**Work instructions:**
A. Answer these questions using the StarGAN notes, one line each:
(i) What values do the StarGAN notes give for $\lambda_{cls}$ and $\lambda_{rec}$?
(ii) Which labels do the notes list for CelebA, and which for RaFD?
(iii) According to the notes, what does the mask vector $m$ allow StarGAN to do?
B. Go on with the StarGAN notes from the point where they stop.

**Passage:**

D:x \rightarrow ({D_{src}(x), D_{cls}(x)})

\end{equation}

Discriminator produces probability distributions over both sources and domain labels.

\begin{equation}

G(x,c) \rightarrow y

\end{equation}

## Adversarial Loss

\begin{equation}

\mathcal{L}_{adv}=\mathbb{E}_x[\log D_{src}(x)] + \mathbb{E}_{x,c}[\log(1-D_{src}(G(x,c)))]

\end{equation}

Add auxiliary classifier on top of $D$, ACGAN

### Domain Classification Loss

##### A domain classification loss of real images used to optimize $D$

\begin{equation}

\mathcal{L}^r_{cls}=\mathbb{E}_{x,c'}[-\log D_{cls}(c'|x)]

\end{equation}

- $D_{cls}(c'|x)$ : a probability distrbution over domain labels computed by $D$
- input image and domain label pair $(x,c')$ given by training dataset
- $D$ learns to classify a real image $x$ to its corresponding original domain $c'$

##### A domain classification loss of fake images used to optimize $G$

\begin{equation}

\mathcal{L}^f_{cls}=\mathbb{E}_{x,c'}[-\log D_{cls}(c|G(x,c))]

\end{equation}

- identical to $\mathcal{L}^f_{cls}=\mathbb{E}_{x,c'}[-\log D_{cls}(c|y)]$ by $G(x,c) \rightarrow y$
- $G$ minimizes $\mathcal{L}^f_{cls}$ to $y$ classified as target domain $c$

##### Reconstruction loss

\begin{equation}

\mathcal{L}_{rec} = \mathbb{E}_{x,c,c'} [||x - G(G(x,c),c')||_1]

\end{equation}

Note that a single generator used twice.

##### Full Objective

\begin{equation}

\mathcal{L}_{D}=-\mathcal{L}_{adv}+ \lambda_{cls}\mathcal{L}^r_{cls}

\end{equation}

\begin{equation}

\mathcal{L}_{G}=\mathcal{L}_{adv}+\lambda_{cls}\mathcal{L}^f_{cls}+\lambda_{rec}\mathcal{L}_{rec}

\end{equation}

$\lambda_{cls}=1, \lambda_{rec}=10$

# Training with Multiple Datasets

**StarGAN** simultaneously incorporates multiple datsets of different types of labels (gender/hair color and facial expression). An issue when learning from multiple datasets, however, is that the label information is only partially known to each dataset.

CelebA : hair color and gender, RaFD : facial expressions

Label vector $c'$ is required when reconstructing the input image $x$ from the translated image $G(x, c)$ (See $\mathcal{L}^f_{cls}$). Mask vector $m$ allows StarGAN ignore unspecified labels.

$n$ : # of datasets, $m$ is $n$-dim one-hot vector

Unified label $\tilde{c}=[c_1, ... , c_n, m]$, all concatenated, here with 2 datasets, $n=2$.

**Named region outline records:**
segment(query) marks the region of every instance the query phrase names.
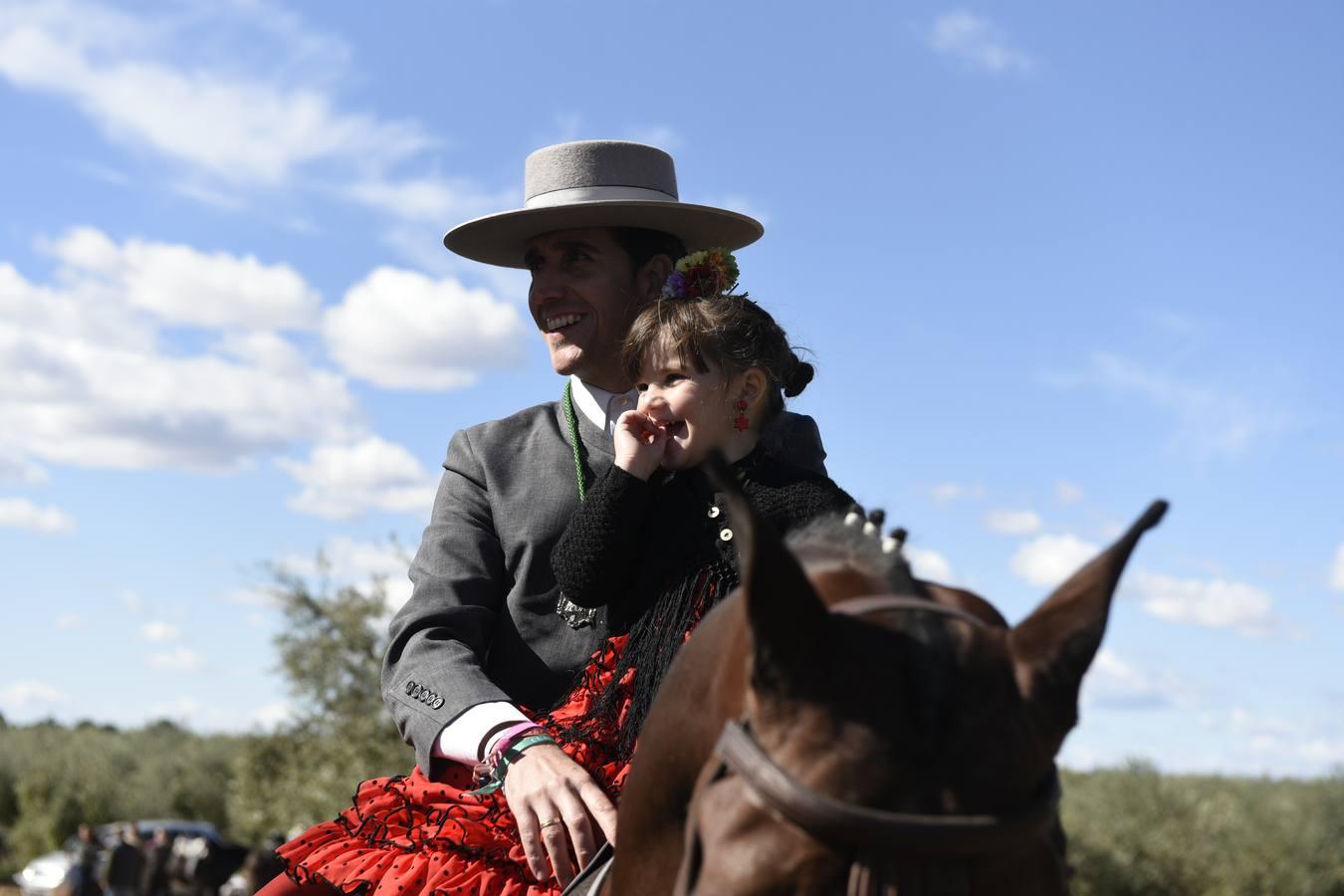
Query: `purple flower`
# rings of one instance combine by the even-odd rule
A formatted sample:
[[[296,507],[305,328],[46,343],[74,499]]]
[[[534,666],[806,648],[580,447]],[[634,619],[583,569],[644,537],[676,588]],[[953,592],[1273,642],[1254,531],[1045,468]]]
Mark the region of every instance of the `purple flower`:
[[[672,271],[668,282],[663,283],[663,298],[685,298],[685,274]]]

**In response:**
A.
(i) $\lambda_{cls}=1$ and $\lambda_{rec}=10$.
(ii) CelebA has hair color and gender; RaFD has facial expressions.
(iii) It allows StarGAN to ignore unspecified labels.

B.
$G$ learns to *ignore* the unspecified labels... wich are zero vectors *focus* on the explicitly given label.

Extended auxiliary classifier of the $D$ over labels for all dataset. Only minimize to the know label.

# Implementation

Replace Vanilla GAN loss $\mathcal{L}_{adv}$ with Wasserstein GAN with gradient penalty.

\begin{equation}

\mathcal{L}_{adv} =\mathbb{E}_x [D_{src}(x)] - \mathbb{E}_{x,c} [D_{src}(G(x,c))] - \lambda_{gp}\mathbb{E}_{\hat{x}} [(||\nabla_{\hat{x}} D_{src}(\hat{x})||_2 - 1)^2]

\end{equation}

$\lambda_{gp} = 10$ and $\hat{x}$ is sampled uniformly along a straight line between a pair of a real and generated images.

Structure from CycleGAN, 2 Convs of 2-strided, 6 ResBlock, 2 Deconv of 2-strided.

Instance Norm for $G$ no norm for $D$, leverage PatchGANs (sec7.2).

# Experiments

3 types of experiemtns.

- Compare recent methods on facial attribute transfer by user studies
- DIAT, CycleGAN, IcGAN (cGAN). Trained multiple models for every pair of two different domains.

- Classification experiment
- Empirical results that StarGAN can learn image-to-image translation from multiple dataset

**CelebA**

H+G : cross domain models like DIAT, CycleGAN transfer over again. H then G.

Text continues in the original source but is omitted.